--- Study material ---
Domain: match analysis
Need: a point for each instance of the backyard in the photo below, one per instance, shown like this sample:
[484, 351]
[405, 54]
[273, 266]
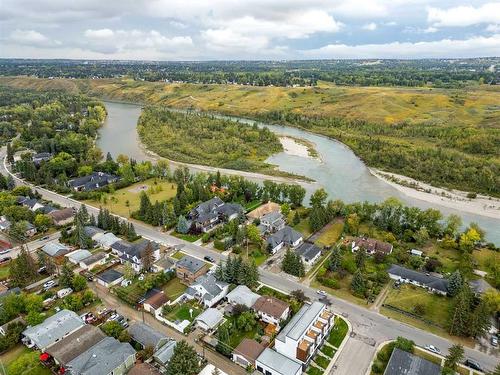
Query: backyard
[125, 201]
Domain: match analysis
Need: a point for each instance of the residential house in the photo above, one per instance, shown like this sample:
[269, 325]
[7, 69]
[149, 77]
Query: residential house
[247, 352]
[402, 362]
[270, 362]
[264, 209]
[94, 260]
[285, 236]
[109, 278]
[132, 253]
[93, 181]
[188, 269]
[62, 217]
[371, 246]
[55, 249]
[425, 280]
[52, 329]
[209, 319]
[78, 255]
[145, 336]
[208, 290]
[305, 333]
[108, 357]
[242, 295]
[309, 253]
[271, 310]
[70, 347]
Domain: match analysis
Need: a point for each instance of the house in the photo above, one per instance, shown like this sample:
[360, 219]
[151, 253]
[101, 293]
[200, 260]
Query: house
[402, 362]
[271, 310]
[432, 283]
[247, 352]
[188, 269]
[106, 240]
[94, 260]
[285, 236]
[154, 303]
[309, 253]
[145, 336]
[53, 329]
[270, 362]
[264, 209]
[70, 347]
[109, 278]
[242, 295]
[162, 356]
[62, 217]
[208, 290]
[209, 319]
[55, 249]
[305, 333]
[371, 246]
[92, 181]
[133, 252]
[108, 356]
[78, 255]
[272, 222]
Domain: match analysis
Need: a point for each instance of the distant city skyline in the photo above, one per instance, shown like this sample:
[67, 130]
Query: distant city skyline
[249, 30]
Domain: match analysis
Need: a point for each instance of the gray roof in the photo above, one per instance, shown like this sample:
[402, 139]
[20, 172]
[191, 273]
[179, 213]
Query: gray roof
[53, 328]
[297, 326]
[193, 265]
[279, 362]
[420, 277]
[55, 249]
[146, 336]
[102, 358]
[166, 352]
[404, 363]
[109, 275]
[243, 295]
[308, 250]
[287, 235]
[211, 317]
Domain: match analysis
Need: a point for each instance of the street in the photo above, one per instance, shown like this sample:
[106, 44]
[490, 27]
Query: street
[369, 327]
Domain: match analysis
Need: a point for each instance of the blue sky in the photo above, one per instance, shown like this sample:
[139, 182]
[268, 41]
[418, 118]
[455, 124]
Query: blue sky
[248, 29]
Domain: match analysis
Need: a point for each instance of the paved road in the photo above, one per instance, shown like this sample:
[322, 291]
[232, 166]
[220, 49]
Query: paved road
[369, 326]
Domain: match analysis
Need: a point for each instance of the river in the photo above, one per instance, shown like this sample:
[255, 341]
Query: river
[340, 172]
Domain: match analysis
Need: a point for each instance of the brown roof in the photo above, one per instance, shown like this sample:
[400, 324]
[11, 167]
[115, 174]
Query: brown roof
[63, 214]
[250, 349]
[271, 306]
[75, 344]
[157, 300]
[264, 209]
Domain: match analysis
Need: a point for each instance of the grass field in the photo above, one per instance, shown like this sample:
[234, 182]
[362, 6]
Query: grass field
[125, 201]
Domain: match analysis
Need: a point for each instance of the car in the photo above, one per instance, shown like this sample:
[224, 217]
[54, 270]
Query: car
[433, 349]
[473, 364]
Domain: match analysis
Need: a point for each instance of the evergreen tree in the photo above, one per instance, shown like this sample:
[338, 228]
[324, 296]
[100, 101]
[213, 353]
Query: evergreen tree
[455, 283]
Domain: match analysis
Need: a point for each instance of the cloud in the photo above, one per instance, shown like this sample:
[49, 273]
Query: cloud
[370, 26]
[462, 16]
[476, 46]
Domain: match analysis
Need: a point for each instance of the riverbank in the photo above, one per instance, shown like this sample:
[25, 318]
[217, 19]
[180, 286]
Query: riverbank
[455, 199]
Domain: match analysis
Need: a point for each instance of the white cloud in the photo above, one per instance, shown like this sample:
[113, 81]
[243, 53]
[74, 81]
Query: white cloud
[476, 46]
[370, 26]
[461, 16]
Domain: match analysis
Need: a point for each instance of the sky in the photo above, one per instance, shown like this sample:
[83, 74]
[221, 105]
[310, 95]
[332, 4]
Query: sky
[248, 29]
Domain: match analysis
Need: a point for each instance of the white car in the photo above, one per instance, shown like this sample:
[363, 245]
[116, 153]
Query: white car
[433, 349]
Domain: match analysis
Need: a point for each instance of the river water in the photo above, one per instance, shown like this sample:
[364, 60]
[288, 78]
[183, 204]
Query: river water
[340, 172]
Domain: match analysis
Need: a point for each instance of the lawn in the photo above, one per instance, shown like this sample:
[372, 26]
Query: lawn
[338, 332]
[116, 202]
[174, 288]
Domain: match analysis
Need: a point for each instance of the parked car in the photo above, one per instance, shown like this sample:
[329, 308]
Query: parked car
[433, 349]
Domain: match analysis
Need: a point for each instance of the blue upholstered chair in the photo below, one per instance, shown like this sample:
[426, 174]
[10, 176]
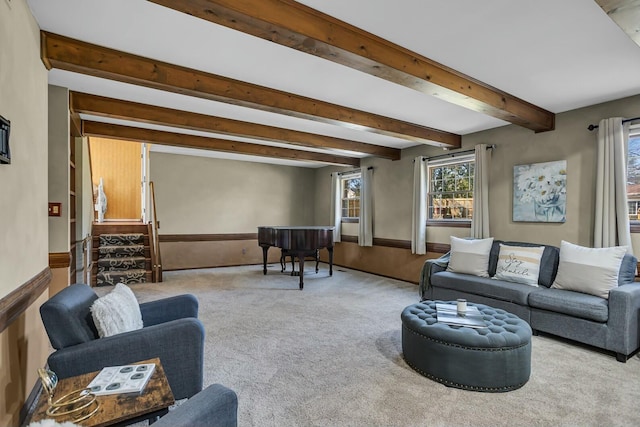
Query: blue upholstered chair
[171, 332]
[215, 406]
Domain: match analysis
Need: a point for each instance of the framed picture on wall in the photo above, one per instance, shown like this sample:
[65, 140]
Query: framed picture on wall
[540, 192]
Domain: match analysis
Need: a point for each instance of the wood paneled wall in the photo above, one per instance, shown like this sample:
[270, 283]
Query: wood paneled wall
[119, 164]
[386, 258]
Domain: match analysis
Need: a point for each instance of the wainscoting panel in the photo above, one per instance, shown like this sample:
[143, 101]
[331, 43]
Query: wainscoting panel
[388, 257]
[388, 261]
[212, 253]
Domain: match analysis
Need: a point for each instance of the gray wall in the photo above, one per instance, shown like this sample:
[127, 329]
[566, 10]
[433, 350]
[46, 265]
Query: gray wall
[23, 183]
[200, 195]
[571, 141]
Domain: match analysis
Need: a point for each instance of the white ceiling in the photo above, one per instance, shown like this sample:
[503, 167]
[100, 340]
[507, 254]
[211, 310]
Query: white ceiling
[558, 55]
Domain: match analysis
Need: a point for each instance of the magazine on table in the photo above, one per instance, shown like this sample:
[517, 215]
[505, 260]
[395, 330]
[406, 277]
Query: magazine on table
[122, 379]
[448, 313]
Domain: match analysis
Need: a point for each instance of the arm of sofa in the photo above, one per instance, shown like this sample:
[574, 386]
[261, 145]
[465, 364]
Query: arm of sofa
[624, 312]
[179, 344]
[215, 406]
[430, 267]
[167, 309]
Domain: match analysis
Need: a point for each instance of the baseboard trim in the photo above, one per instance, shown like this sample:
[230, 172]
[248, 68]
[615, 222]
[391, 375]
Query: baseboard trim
[17, 301]
[30, 404]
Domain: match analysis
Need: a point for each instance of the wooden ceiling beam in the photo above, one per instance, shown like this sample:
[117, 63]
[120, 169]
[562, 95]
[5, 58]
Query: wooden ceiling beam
[73, 55]
[300, 27]
[108, 130]
[82, 103]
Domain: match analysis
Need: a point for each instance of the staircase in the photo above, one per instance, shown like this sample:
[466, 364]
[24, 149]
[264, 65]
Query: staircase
[121, 253]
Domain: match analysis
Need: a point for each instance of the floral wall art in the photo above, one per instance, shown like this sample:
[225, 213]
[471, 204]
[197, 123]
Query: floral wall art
[540, 192]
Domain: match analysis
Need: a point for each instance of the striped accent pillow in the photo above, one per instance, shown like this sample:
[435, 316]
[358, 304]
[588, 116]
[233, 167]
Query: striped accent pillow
[589, 270]
[520, 264]
[470, 256]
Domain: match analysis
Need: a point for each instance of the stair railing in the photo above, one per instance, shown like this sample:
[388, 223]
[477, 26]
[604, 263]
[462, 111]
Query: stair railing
[156, 258]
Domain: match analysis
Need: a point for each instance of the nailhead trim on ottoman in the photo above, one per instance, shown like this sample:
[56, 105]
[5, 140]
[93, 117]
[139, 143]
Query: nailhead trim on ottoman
[492, 359]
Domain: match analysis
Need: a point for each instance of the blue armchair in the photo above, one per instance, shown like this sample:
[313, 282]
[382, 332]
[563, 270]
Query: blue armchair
[215, 406]
[171, 332]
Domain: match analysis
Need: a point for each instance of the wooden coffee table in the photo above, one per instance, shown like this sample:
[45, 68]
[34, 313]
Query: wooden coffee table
[154, 401]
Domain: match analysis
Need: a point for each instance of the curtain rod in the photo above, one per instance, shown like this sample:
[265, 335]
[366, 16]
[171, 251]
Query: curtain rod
[457, 153]
[592, 127]
[353, 171]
---
- What is expected
Pull out every line in the material above where "below" occurs.

- Solution for this task
Need: a point for each instance of the backyard in the photo below, one per instance, shown like this sample:
Need: a point for each instance of the blue upholstered chair in the photo below, one per instance, shown like this sample:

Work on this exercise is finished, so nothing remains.